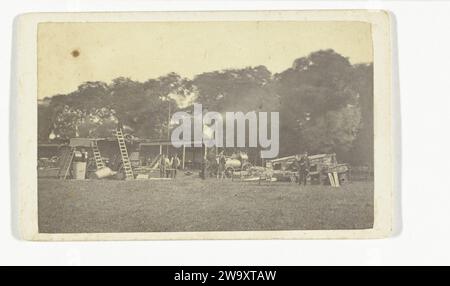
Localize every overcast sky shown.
[38,22,372,98]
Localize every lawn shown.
[38,176,373,233]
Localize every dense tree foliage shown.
[38,50,373,165]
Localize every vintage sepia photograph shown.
[15,11,390,239]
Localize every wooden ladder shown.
[116,129,134,180]
[92,141,106,170]
[58,148,75,180]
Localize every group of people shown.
[159,154,181,178]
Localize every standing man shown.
[172,153,181,178]
[297,152,310,186]
[164,154,172,178]
[217,152,226,180]
[159,154,166,178]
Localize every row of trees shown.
[38,50,373,165]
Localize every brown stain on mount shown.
[70,50,80,58]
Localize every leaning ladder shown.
[58,148,75,180]
[116,129,134,180]
[92,141,106,170]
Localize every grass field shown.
[38,177,373,233]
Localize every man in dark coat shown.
[297,152,310,186]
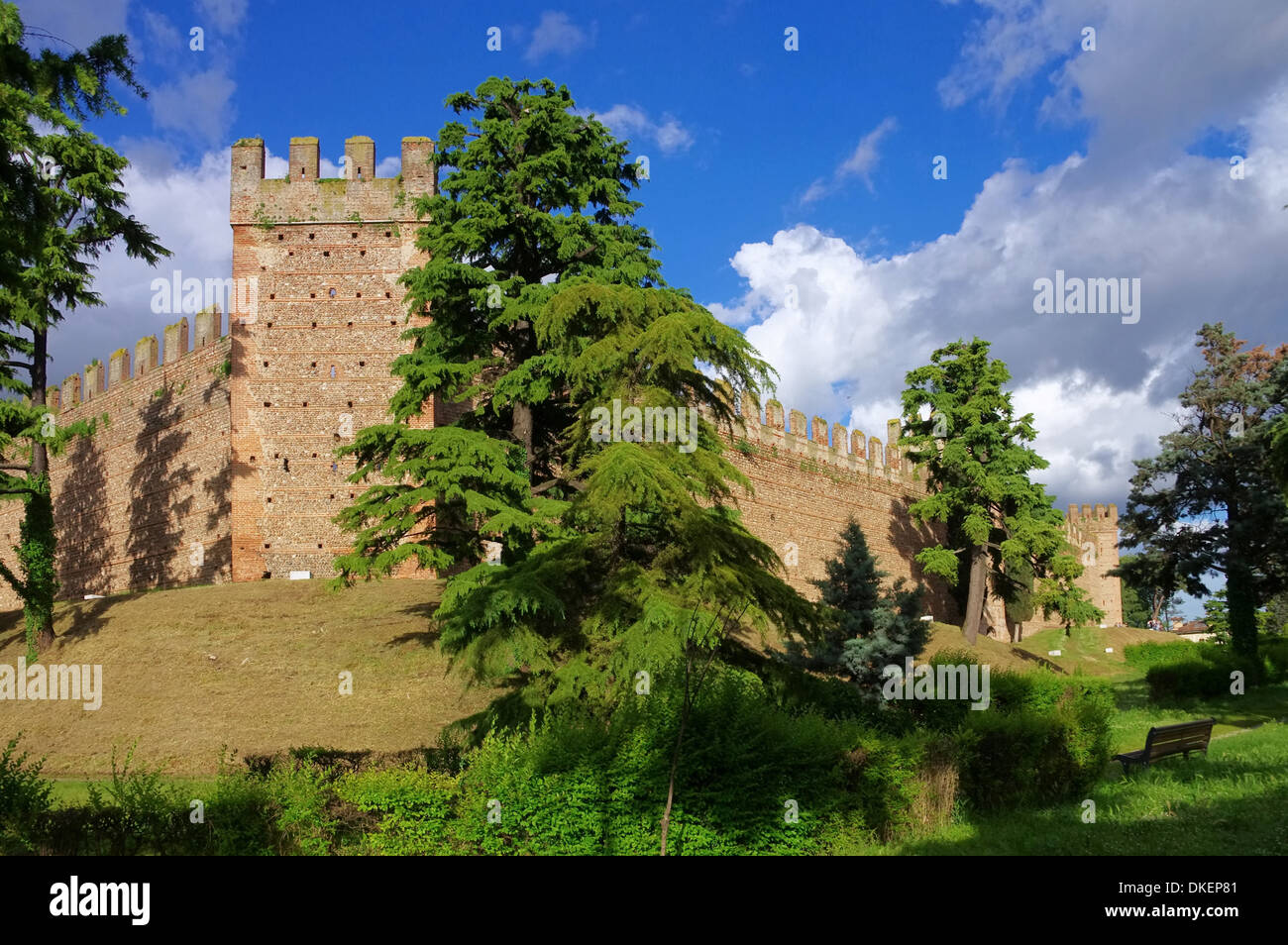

* _Instruction_
Turn all of the data above into a numbered list, one line per item, skipping any blank lines and leaving out the pictures.

* _Task answer_
1. Localize every overcast sky shown.
2. [38,22,372,98]
3. Localize every lawn shown.
4. [38,176,373,233]
5. Localize every dense tree foliage shown.
6. [38,50,373,165]
7. Localize every vintage sepia photograph shown.
8. [15,11,390,239]
9. Localize every wooden ladder shown.
10. [116,129,134,180]
11. [92,141,106,170]
12. [58,148,75,180]
13. Localize every group of people shown.
14. [159,154,181,178]
15. Localize every standing man shown.
16. [172,153,181,178]
17. [297,152,310,186]
18. [164,154,172,178]
19. [217,152,226,180]
20. [159,154,166,178]
21. Localize every row of trees shown.
22. [38,50,373,165]
23. Localize every brown stain on mount shown.
24. [70,50,80,58]
25. Localize every leaning ladder shown.
26. [58,148,75,180]
27. [116,129,134,180]
28. [92,141,106,170]
29. Localize every grass field shown.
30. [38,177,373,233]
31. Localize every man in dark coat shown.
32. [297,152,310,186]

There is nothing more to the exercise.